> [Set task 1]:
In the listing, starting at the line that contains "Target: black and white striped shirt" and ending with the listing's final line, change "pixel values" to "pixel coordinates" and write those lines out again with nothing else altered.

> [Reading passage]:
=-=-=-=-=

More on the mysterious case of accessing .NET Performance Counters using WMI
Back in February I blogged about a strange case we had seen where a customer was having trouble seeing certain ASP.NET performance counters when using WMI to access them. If you start Perfmon with the /WMI switch then Perfmon uses WMI rather than the native performance counter APIs to read the data. This is the same method that is used by various system monitoring tools both from Microsoft and other companies. Therefore not being able to get this data via WMI can be a significant problem.
Well, we recently had a case where after installing a new ASP.NET hotfix that we developed for our customer they could see the counters listed but the values were showing as 0 in the case of non-instance counters and no instances were listed for instance based counters.
This caused us quite a headache and we could not reproduce the issue in-house. However in the end we did find a machine on which we reproduced the issue and did manage to figure out a workaround that worked for us and in turn for the customer. However I then stopped being able to reproduce the issue so I was not able to get to the root cause. Very frustrating.

=-=-=-=-=

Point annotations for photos
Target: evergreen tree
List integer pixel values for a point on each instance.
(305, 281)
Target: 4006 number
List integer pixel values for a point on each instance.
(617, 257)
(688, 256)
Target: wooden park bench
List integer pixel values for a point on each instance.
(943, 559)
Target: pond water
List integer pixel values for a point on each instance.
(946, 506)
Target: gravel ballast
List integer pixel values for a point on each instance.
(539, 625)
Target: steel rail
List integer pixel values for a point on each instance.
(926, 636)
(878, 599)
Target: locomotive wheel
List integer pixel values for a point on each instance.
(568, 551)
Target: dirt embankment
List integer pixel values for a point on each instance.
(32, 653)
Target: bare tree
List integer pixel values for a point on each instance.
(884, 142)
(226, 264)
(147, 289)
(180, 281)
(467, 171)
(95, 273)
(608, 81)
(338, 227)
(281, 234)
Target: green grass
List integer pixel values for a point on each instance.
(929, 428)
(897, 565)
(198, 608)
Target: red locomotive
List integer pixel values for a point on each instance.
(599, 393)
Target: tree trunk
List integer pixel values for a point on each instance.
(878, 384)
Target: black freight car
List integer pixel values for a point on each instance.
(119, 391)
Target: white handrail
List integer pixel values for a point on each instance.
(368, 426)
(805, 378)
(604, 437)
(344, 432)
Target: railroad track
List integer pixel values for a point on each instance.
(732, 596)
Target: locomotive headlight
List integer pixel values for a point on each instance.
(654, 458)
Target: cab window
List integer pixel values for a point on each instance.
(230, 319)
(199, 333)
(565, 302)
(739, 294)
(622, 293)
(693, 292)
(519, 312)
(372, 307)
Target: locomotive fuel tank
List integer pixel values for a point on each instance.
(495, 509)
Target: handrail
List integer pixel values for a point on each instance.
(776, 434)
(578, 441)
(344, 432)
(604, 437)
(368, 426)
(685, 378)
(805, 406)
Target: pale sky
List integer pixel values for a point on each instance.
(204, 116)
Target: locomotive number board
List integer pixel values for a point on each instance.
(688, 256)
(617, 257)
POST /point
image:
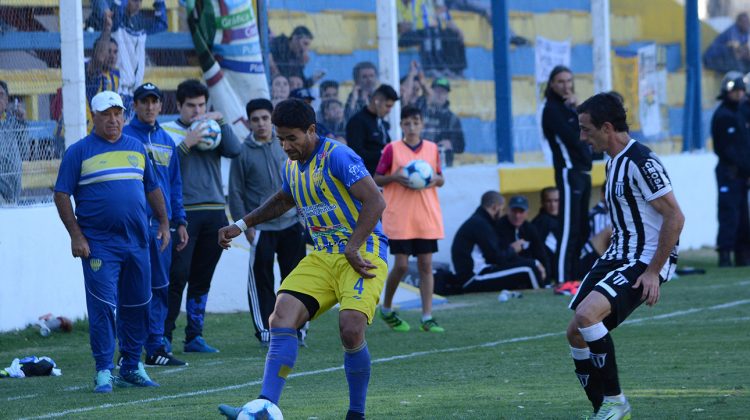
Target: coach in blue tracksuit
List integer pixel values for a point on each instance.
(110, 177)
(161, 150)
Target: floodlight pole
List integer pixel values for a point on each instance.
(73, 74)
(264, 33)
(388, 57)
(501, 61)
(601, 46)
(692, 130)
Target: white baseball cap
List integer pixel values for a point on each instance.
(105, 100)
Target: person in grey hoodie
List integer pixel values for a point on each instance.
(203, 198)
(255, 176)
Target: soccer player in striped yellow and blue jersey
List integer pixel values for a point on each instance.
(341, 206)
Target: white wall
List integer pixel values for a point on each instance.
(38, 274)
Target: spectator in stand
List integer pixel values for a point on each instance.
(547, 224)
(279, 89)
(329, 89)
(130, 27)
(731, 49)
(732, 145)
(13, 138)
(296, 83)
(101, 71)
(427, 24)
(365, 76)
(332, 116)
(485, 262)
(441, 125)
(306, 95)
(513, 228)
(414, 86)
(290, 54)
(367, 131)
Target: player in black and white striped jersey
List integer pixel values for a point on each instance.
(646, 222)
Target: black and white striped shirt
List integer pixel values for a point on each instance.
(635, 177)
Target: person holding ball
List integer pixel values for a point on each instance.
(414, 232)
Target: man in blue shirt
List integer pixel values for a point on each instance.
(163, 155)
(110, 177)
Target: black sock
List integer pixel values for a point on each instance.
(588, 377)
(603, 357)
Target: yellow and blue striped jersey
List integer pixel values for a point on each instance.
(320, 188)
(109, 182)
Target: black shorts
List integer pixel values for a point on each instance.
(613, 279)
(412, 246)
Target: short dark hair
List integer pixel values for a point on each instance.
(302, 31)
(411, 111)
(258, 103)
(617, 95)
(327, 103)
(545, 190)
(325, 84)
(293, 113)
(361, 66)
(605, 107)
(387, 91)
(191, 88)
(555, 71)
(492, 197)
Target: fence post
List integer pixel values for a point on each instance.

=-=-=-=-=

> [Set task 2]:
Translate this sentence from the blog post on .NET performance counters into Spanish: "Therefore not being able to get this data via WMI can be a significant problem."

> [Result 1]:
Target: black and white striped shirt
List integer pixel coordinates for a point on each instance.
(635, 177)
Target: person holding ball
List integer pixel coordinates for a point on each instance.
(414, 232)
Target: man in blue shirt
List integer pixel coordinates for a point on each instance.
(163, 155)
(110, 177)
Target: black sock
List integer pixel coordinates for a point on each instance.
(588, 377)
(603, 357)
Target: yellow and blue striped jersey
List integer pixel coordinates for a point on each instance.
(320, 188)
(109, 182)
Target: black shorts
List integer pixel coordinates for a point on each instance.
(613, 279)
(412, 246)
Target: short dark hair
List integer pixel coordinates for a point on each instance.
(302, 31)
(411, 111)
(258, 103)
(617, 95)
(327, 103)
(545, 190)
(325, 84)
(293, 113)
(361, 66)
(605, 107)
(387, 91)
(191, 88)
(555, 71)
(492, 197)
Target: fence post
List integer pixel coordinates for a point on each instance.

> [Result 2]:
Por lo tanto, no poder obtener estos datos mediante WMI puede ser un problema importante.